What you will do ▸
Output each record below exactly as it stands, leaving out the pictures.
*** Data records ***
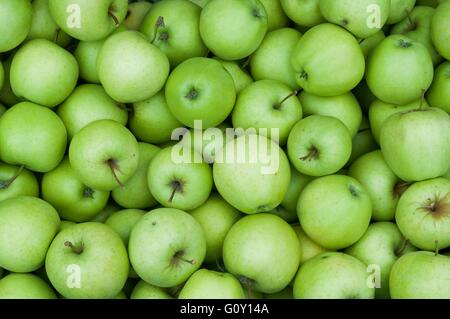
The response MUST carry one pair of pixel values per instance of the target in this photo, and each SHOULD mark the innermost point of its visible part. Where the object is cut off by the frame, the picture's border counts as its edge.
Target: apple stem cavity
(7, 183)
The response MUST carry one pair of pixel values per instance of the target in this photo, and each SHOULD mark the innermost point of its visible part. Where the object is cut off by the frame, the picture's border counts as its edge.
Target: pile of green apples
(346, 196)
*** End of Data records ***
Answer for the task ▸
The response MUST carry one pair of pixel values per instance of the target in this photo, and each SHOULD mark the innermost point of its visible part. Where the object is cut off by the frame, the picture's border counts as its edge.
Target: apple stem cavity
(7, 183)
The response MUST carry one pair of pixel values per instance of the target in this photo, and each SHOULD mark the innermost point of its visible part. Where the object is cut off by the frame, the picture's border counts as its edge.
Target: pile of green apples
(346, 196)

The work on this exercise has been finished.